# Brano

L’Associazione
“Federico Aldrovandi”
nasce come naturale evoluzione del Comitato
“Verità per Aldro”,
creato nel gennaio del 2006 per chiedere verità e giustizia per
Federico Aldrovandi, il diciottenne ferrarese ucciso durante un
controllo di polizia il 25 settembre 2005.
In
questi anni, dopo una fase iniziale di stallo nelle indagini e
numerose omissioni, si è riusciti ad arrivare al processo e nel
giugno del 2012 i quattro poliziotti che avevano fermato Federico
sono stati condannati definitivamente a 3 anni e 6 mesi di
reclusione per eccesso colposo in omicidio colposo.
Ma
il “lavoro” non è finito. Abbiamo visto con i nostri occhi come
sia difficile vedere applicato un banale principio di giustizia per
cui se chi commette un reato indossi o no una divisa dovrebbe essere
indifferente ai fini dell’azione giudiziaria.
Per
tutto questo crediamo che passaggi fondamentali siano l’approvazione
di una legge sulla tortura e la democratizzazione delle forze
dell’ordine.
Perché, come
recitava lo striscione che apriva il corteo nazionale che
organizzammo nel 2006, ad un anno dall’uccisione di Federico…
Verità grido il tuo nome.
Per quello che non doveva succedere.
Per quello che non è ancora successo.
Perché non accada mai più.
Di
seguito, pubblihciamo la lettera della mamma di Federico, pubblicata
sul sito della loro associazione.
Perché
rimetto le querele contro Paolo Forlani, Franco Maccari e Carlo
Giovanardi
Ho perso Federico che aveva 18 anni la notte del 25 settembre di dieci anni fa per l’azione scellerata di quattro poliziotti che vestivano una divisa dello stato, e forti di quella divisa hanno infierito su mio figlio fino a farlo morire. Non avrebbero mai più dovuto indossarla.
Patrizia Moretti
Ho perso Federico che aveva 18 anni la notte del 25 settembre di dieci anni fa per l’azione scellerata di quattro poliziotti che vestivano una divisa dello stato, e forti di quella divisa hanno infierito su mio figlio fino a farlo morire. Non avrebbero mai più dovuto indossarla.

# Esercizio 1
Riproduci dal testo sull'Associazione Aldrovandi il tratto che comincia con "Perché, come" e si chiude con "non doveva succedere.".
# Esercizio 2
Nel testo sull'Associazione Aldrovandi, riscrivi come elenco puntato, mantenendo i fatti principali, il paragrafo che inizia con "In questi anni, dopo una fase iniziale di stallo".
# Esercizio 3
Secondo il testo sull'Associazione Aldrovandi, in quale mese e anno è stato creato il Comitato "Verità per Aldro"?

Voci archiviate:
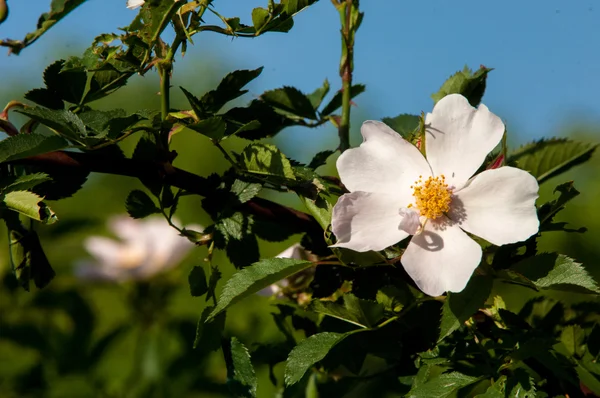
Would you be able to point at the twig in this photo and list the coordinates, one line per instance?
(165, 173)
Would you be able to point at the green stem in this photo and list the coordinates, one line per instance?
(345, 10)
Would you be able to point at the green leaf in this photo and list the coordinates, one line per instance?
(111, 124)
(139, 204)
(403, 124)
(290, 102)
(321, 208)
(30, 205)
(58, 10)
(260, 17)
(229, 89)
(548, 158)
(470, 85)
(255, 278)
(245, 190)
(336, 101)
(213, 127)
(258, 120)
(267, 160)
(360, 312)
(64, 122)
(316, 97)
(208, 333)
(234, 234)
(520, 385)
(28, 259)
(459, 307)
(320, 159)
(593, 342)
(392, 298)
(547, 211)
(573, 338)
(442, 386)
(44, 97)
(496, 390)
(309, 352)
(241, 378)
(24, 145)
(23, 183)
(556, 271)
(197, 282)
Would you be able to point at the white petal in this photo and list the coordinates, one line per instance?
(125, 228)
(131, 4)
(459, 137)
(498, 205)
(441, 259)
(385, 162)
(410, 221)
(107, 251)
(364, 221)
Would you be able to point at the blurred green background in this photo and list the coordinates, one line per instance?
(79, 339)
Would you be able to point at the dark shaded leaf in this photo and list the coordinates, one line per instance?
(336, 101)
(58, 10)
(459, 307)
(24, 145)
(241, 378)
(29, 204)
(255, 278)
(442, 386)
(404, 124)
(139, 204)
(360, 312)
(267, 160)
(290, 102)
(308, 353)
(548, 158)
(197, 282)
(556, 271)
(320, 159)
(470, 85)
(208, 333)
(316, 97)
(213, 127)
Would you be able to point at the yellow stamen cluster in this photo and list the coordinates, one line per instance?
(432, 197)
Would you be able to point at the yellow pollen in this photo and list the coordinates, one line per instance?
(432, 197)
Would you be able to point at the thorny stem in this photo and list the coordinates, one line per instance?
(162, 173)
(345, 8)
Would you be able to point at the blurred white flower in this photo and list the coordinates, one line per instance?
(145, 248)
(297, 252)
(396, 192)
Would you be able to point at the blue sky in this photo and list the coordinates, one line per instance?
(546, 53)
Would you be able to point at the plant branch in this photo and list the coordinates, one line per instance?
(346, 8)
(165, 173)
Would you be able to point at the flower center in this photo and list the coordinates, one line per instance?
(432, 196)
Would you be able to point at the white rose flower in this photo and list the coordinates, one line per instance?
(146, 247)
(396, 192)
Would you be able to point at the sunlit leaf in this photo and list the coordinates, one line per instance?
(307, 353)
(241, 378)
(548, 158)
(470, 85)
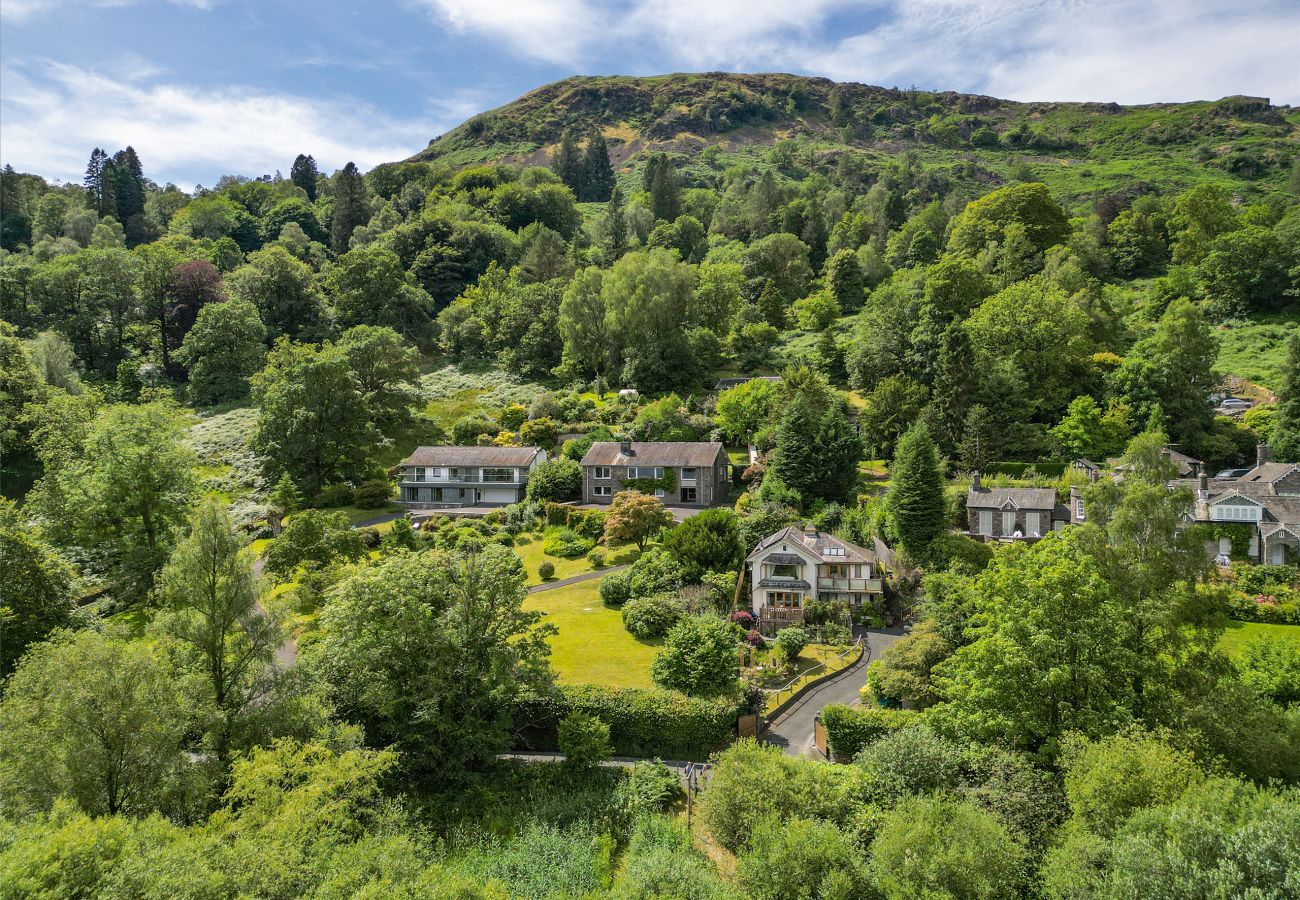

# Risposta attesa 1
Perché, come
recitava lo striscione che apriva il corteo nazionale che
organizzammo nel 2006, ad un anno dall’uccisione di Federico…
Verità grido il tuo nome.
Per quello che non doveva succedere.

# Risposta attesa 2
- Le indagini hanno attraversato una fase iniziale di stallo, con numerose omissioni.
- Si è comunque arrivati al processo.
- Nel giugno del 2012 i quattro poliziotti che avevano fermato Federico sono stati condannati in via definitiva a 3 anni e 6 mesi di reclusione per eccesso colposo in omicidio colposo.

# Risposta attesa 3
Nel gennaio del 2006.